Exercise aim
Render every line of the items below as a numbered list, skipping blank lines and leaving out the pictures.

Pointing records:
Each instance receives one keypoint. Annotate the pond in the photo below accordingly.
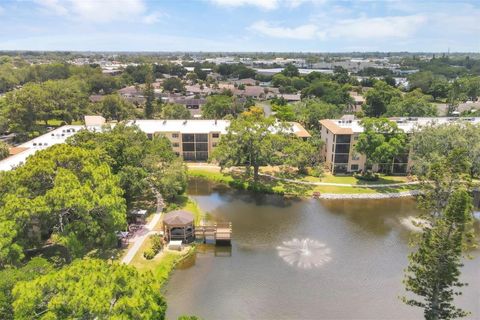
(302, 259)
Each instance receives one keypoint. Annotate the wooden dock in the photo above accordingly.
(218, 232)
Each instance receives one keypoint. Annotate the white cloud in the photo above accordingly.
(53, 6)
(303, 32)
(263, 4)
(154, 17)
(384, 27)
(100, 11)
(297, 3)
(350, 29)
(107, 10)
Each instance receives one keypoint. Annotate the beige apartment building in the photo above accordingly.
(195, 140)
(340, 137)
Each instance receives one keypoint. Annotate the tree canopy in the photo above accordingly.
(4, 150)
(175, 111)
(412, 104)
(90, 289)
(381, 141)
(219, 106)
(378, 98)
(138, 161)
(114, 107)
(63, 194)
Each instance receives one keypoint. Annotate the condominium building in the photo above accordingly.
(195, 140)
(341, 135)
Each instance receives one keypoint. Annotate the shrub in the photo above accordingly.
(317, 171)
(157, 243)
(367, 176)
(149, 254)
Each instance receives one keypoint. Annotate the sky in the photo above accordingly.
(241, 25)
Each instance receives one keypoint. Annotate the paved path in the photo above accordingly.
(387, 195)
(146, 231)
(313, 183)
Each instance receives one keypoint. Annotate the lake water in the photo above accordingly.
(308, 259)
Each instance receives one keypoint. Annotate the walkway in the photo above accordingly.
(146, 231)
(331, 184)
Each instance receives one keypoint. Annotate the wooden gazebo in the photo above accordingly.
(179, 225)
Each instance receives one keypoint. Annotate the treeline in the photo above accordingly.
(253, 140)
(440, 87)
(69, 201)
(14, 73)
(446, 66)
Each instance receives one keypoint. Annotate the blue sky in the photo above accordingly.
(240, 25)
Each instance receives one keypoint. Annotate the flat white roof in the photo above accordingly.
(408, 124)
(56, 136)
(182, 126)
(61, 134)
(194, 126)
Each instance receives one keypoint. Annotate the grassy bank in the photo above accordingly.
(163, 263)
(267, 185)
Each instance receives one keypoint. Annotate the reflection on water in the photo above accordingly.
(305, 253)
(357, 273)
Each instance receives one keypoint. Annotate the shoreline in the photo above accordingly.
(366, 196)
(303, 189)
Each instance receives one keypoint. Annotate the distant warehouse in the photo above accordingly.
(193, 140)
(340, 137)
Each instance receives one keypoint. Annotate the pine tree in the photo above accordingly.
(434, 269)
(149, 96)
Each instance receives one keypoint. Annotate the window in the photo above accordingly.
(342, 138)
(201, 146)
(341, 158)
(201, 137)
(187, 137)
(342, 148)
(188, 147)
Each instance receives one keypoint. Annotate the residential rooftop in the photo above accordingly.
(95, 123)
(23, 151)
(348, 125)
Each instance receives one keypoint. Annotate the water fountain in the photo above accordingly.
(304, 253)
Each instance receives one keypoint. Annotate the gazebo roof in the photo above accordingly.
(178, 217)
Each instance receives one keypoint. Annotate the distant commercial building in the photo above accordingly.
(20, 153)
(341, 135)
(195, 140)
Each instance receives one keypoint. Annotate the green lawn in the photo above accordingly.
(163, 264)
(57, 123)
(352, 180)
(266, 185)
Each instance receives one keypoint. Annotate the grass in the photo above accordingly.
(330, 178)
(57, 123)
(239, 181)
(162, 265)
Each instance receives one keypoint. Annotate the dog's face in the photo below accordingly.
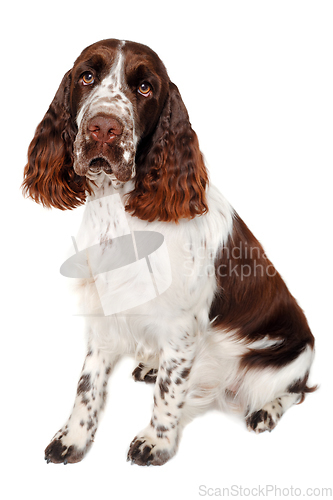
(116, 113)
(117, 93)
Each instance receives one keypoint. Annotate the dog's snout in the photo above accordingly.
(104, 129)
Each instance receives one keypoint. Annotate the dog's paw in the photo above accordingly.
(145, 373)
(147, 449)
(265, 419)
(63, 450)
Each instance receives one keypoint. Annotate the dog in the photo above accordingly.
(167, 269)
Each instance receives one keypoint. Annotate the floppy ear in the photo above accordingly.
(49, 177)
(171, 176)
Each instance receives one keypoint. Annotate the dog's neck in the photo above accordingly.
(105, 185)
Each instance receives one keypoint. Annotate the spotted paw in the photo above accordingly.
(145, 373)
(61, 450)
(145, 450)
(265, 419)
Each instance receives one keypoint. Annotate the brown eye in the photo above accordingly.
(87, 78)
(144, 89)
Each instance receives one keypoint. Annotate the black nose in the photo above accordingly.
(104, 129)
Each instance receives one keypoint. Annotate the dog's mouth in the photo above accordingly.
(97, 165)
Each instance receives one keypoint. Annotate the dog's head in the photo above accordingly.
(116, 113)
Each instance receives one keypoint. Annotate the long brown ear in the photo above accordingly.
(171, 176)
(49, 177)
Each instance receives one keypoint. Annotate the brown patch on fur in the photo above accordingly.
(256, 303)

Result for this task
1. Each instance receives one keypoint. Annotate the pond in the photo below accordingly.
2. (302, 259)
3. Each instance receives one keypoint. Annotate the wooden dock in the photo above accordingly.
4. (218, 232)
5. Each instance receives one keypoint. Annotate the white cloud in the photo above accordingly.
6. (53, 6)
7. (303, 32)
8. (263, 4)
9. (154, 17)
10. (384, 27)
11. (100, 11)
12. (297, 3)
13. (350, 29)
14. (107, 10)
15. Each instance receives one keypoint. Annotate the beige apartment building in the photo above accordingly.
16. (195, 140)
17. (340, 137)
18. Each instance receives one keypoint. Annotate the tree canopy in the photo above accordingly.
19. (4, 150)
20. (175, 111)
21. (412, 104)
22. (90, 289)
23. (381, 141)
24. (219, 106)
25. (378, 98)
26. (138, 161)
27. (114, 107)
28. (63, 194)
29. Each instance receives one keypoint. Annotate the condominium building in the photo above accordingly.
30. (195, 140)
31. (341, 135)
32. Each instance receives one keypoint. Annotate the shrub in the photo above accordingly.
33. (317, 171)
34. (157, 243)
35. (367, 176)
36. (149, 254)
37. Each instance receives one keypoint. Annotate the sky in the photo above accordingly.
38. (241, 25)
39. Each instance receives one keypoint. Annotate the paved path in the photo above accordingly.
40. (387, 195)
41. (146, 231)
42. (313, 183)
43. Each instance receives one keypoint. Annotate the lake water in the photo above accordingly.
44. (308, 259)
45. Each instance receives one keypoint. Annotate the walkway in the photo above accordingly.
46. (146, 231)
47. (331, 184)
48. Each instance receives one keypoint. Annotate the wooden gazebo in the photo above accordingly.
49. (179, 225)
50. Each instance receives one keypoint. Annotate the treeline in the photo above accordingly.
51. (253, 140)
52. (440, 87)
53. (69, 201)
54. (14, 73)
55. (446, 66)
56. Each instance receives one keypoint. Annotate the blue sky in the photo above accordingly.
57. (240, 25)
58. Each instance receives one keypoint. Annotate the flat white roof in the photo above accordingly.
59. (408, 124)
60. (56, 136)
61. (182, 126)
62. (61, 134)
63. (194, 126)
64. Each instance receives one keypoint. Annotate the grassy bank in the photo above accordingly.
65. (163, 263)
66. (267, 185)
67. Each instance receives one keypoint. Annotate the reflection on water in the photo above accordingly.
68. (305, 253)
69. (357, 273)
70. Each instance receives one keypoint. Annotate the shoreline in the photo above accordingly.
71. (366, 196)
72. (303, 189)
73. Each instance receives one keypoint. Annotate the distant warehouse in the photo above accordingly.
74. (193, 140)
75. (340, 137)
76. Each instance receives one keypoint. Annotate the pine tree in the photo above accordingly.
77. (434, 269)
78. (149, 96)
79. Each instance receives one keypoint. Annotate the window in the photo above accordingly.
80. (342, 138)
81. (201, 146)
82. (341, 158)
83. (201, 137)
84. (187, 137)
85. (342, 148)
86. (188, 147)
87. Each instance receives one keypoint. Annotate the residential rooftop in the photo above accordingly.
88. (95, 123)
89. (23, 151)
90. (348, 125)
91. Each instance receives one keypoint. Annotate the water fountain in the photo above accordingly.
92. (304, 253)
93. Each instance receives one keypoint. Annotate the gazebo roof in the photo above accordingly.
94. (178, 217)
95. Each instance receives one keypoint. Annotate the distant commercial building in the photo above accordingly.
96. (20, 153)
97. (341, 135)
98. (195, 140)
99. Each instance receives one keypoint. Annotate the green lawn in the photo above accordingly.
100. (163, 264)
101. (57, 123)
102. (352, 180)
103. (266, 185)
104. Each instance receives one keypoint. Annotate the grass in the photo above accordingly.
105. (330, 178)
106. (57, 123)
107. (239, 181)
108. (162, 265)
109. Each instance receives one keypoint. Annotate the dog's face in the photo below accordingly.
110. (116, 113)
111. (117, 93)
112. Each instance receives one keypoint. Annotate the dog's snout in the photo above accordingly.
113. (104, 129)
114. Each instance receives one keypoint. Annotate the dog's paw in the photo above accordingly.
115. (145, 373)
116. (147, 449)
117. (265, 419)
118. (63, 450)
119. Each instance receives one keypoint. Annotate the dog in the photo above accordingly.
120. (167, 269)
121. Each instance receives one keypoint. Annotate the floppy ear in the photo above accordingly.
122. (49, 177)
123. (171, 176)
124. Each instance receives one keypoint. Annotate the dog's neck in the photo above accordingly.
125. (105, 185)
126. Each instance receives one keypoint. Annotate the spotted paw in the photo above accordingly.
127. (145, 373)
128. (61, 450)
129. (145, 450)
130. (265, 419)
131. Each instance receives one keypoint. Annotate the brown eye in the photo above accordingly.
132. (87, 78)
133. (144, 89)
134. Each instance receives one keypoint. Annotate the black nose in the photo above accordingly.
135. (104, 129)
136. Each instance receives one keypoint. Annotate the dog's mouth in the photo above accordingly.
137. (97, 165)
138. Each instance receives one keypoint. Annotate the dog's head in the photo above accordingly.
139. (116, 113)
140. Each instance receives one keypoint. Annotate the long brown ear in the photo above accordingly.
141. (171, 176)
142. (49, 177)
143. Each instance receives one keypoint. Annotate the brown patch on fur in the photo above accordingly.
144. (256, 303)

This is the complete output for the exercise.